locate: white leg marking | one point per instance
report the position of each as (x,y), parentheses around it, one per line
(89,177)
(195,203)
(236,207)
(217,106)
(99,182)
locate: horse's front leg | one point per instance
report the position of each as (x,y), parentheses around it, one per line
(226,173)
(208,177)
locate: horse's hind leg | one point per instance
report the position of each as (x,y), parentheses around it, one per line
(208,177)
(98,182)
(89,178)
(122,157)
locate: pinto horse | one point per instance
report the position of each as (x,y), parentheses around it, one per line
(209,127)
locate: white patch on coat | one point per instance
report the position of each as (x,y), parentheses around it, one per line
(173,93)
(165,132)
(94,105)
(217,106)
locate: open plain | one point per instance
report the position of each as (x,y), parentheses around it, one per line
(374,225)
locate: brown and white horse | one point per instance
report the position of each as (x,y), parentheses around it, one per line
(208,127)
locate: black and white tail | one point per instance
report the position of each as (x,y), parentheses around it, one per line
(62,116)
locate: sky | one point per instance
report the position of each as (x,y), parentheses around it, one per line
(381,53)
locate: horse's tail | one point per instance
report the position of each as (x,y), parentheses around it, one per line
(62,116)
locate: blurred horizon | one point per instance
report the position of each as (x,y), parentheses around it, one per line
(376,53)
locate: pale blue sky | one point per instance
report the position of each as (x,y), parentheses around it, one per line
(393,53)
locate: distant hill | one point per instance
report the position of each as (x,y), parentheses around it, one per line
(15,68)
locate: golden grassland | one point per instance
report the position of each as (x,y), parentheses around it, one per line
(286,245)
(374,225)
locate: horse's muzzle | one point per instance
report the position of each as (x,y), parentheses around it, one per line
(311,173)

-- WORK REQUIRED --
Tally how many lines of the data include the word "white". Write the number and nothing else.

-- COMPLETED TASK --
4